▶ **Activity**: Output, word for word, the part of the text below on migration away from cities that begins at "People flocked to" and runs up to and including "of non-metropolitan areas.".

▶ **Page extract**:
★ ★ ★ ★ ★

A New York Times article on May 8, 2020 stated, ““For some New Yorkers, it’s time to get out of town for good. Cooped up and concerned about the post-Covid future, renters and owners are making moves to leave the city, not for short-term stays in weekend houses, as was common when the pandemic first arrived, but more permanently in the suburbs…there’s also a sense that in today’s era of social distancing, one-person-at-a-time elevator rides to get home and looping routes to avoid passers-by on city streets has fundamentally changed New York City.”
History
History shows examples of disease altering living choices. After a cholera epidemic hit the city in the 19th century, for example, people began to move from lower Manhattan to other neighborhoods -- if they could afford to. "You start seeing the marketing of land based upon the experience with disease. ... You start seeing land actually being advertised as healthful or unhealthful." - David Rosner, co-director of the Center for the History and Ethics of Public Health at Columbia University.
A similar pattern evolved after 9/11. The New York Times stated, “Between 2001 and 2002, Manhattan swung from a net gain in migration of 7,538 new residents to a net loss of 8,171, according to census figures from the website Social Explorer, at least some of which can be attributed to people relocating after the terrorist attacks.”
The trend toward cities that had existed from 2009 to 2016 was already changing.
People flocked to urban areas after the Financial Recession because that is where the work was. In the past few years, however, there has been a reversal of this trend. “…the new Census Bureau estimates documenting annual population change through July 2019 make plain that any decade-wide growth for large metro areas and urban cores is heavily front-loaded from the beginning of the decade, as growth has diminished in recent years.” – Brookings Institute. The charts below show a slowing of population growth into urban areas and an uptick in the growth of non-metropolitan areas.
The first chart below shows that the move to urban areas has been a constant for the past 60 years. A closer look at more recent shows that the move away from rural areas accelerated during the financial recession as people needed to travel toward the work centers of the U.S. Although the growth of urban populations was still greater, the upward turn in rural growth in the past 2 years is evident in the second chart below. This is the trend that will most like slow or be completely reversed by the pandemic.

★ ★ ★ ★ ★

▶ **Dataset records**:
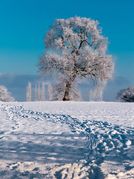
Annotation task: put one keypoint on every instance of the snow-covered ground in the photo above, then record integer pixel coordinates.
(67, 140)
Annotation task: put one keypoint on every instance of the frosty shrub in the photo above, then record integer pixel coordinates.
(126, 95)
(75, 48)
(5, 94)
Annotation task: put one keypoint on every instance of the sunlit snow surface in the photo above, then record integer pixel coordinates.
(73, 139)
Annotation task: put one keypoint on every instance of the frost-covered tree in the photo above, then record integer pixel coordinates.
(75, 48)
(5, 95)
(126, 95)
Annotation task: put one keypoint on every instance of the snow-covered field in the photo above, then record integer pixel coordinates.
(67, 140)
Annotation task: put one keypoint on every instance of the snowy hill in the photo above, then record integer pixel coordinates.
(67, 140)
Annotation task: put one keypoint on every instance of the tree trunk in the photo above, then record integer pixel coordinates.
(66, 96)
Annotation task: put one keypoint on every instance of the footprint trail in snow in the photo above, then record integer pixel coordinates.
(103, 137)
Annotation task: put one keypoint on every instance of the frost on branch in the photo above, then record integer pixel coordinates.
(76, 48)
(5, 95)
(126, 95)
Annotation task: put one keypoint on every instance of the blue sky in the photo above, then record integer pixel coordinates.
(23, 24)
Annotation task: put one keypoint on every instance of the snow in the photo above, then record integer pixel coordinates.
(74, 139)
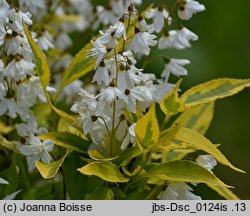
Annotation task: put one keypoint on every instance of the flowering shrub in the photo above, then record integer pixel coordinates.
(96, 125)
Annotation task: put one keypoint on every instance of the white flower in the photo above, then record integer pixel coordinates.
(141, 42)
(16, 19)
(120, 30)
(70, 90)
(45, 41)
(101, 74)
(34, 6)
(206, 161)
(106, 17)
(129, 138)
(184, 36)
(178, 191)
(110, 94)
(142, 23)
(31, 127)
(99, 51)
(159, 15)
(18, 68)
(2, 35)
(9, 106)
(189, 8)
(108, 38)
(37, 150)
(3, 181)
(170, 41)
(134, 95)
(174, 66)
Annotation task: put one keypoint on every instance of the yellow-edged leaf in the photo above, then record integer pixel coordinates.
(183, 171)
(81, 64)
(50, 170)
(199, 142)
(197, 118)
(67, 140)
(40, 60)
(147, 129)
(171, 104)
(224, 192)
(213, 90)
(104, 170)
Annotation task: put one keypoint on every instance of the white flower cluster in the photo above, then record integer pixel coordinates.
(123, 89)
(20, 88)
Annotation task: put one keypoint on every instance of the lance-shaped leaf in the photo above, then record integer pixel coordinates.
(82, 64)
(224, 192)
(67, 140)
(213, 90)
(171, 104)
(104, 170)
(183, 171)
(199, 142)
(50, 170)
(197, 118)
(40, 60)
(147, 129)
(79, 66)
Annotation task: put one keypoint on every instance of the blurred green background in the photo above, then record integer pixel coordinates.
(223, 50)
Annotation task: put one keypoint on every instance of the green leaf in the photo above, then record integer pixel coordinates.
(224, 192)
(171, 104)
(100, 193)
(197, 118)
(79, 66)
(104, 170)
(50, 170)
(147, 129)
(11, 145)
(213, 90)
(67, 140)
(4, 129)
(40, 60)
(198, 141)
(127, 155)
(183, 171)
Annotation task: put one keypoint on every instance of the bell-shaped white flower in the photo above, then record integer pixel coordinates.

★ ★ ★ ★ ★

▶ **Answer section**:
People flocked to urban areas after the Financial Recession because that is where the work was. In the past few years, however, there has been a reversal of this trend. “…the new Census Bureau estimates documenting annual population change through July 2019 make plain that any decade-wide growth for large metro areas and urban cores is heavily front-loaded from the beginning of the decade, as growth has diminished in recent years.” – Brookings Institute. The charts below show a slowing of population growth into urban areas and an uptick in the growth of non-metropolitan areas.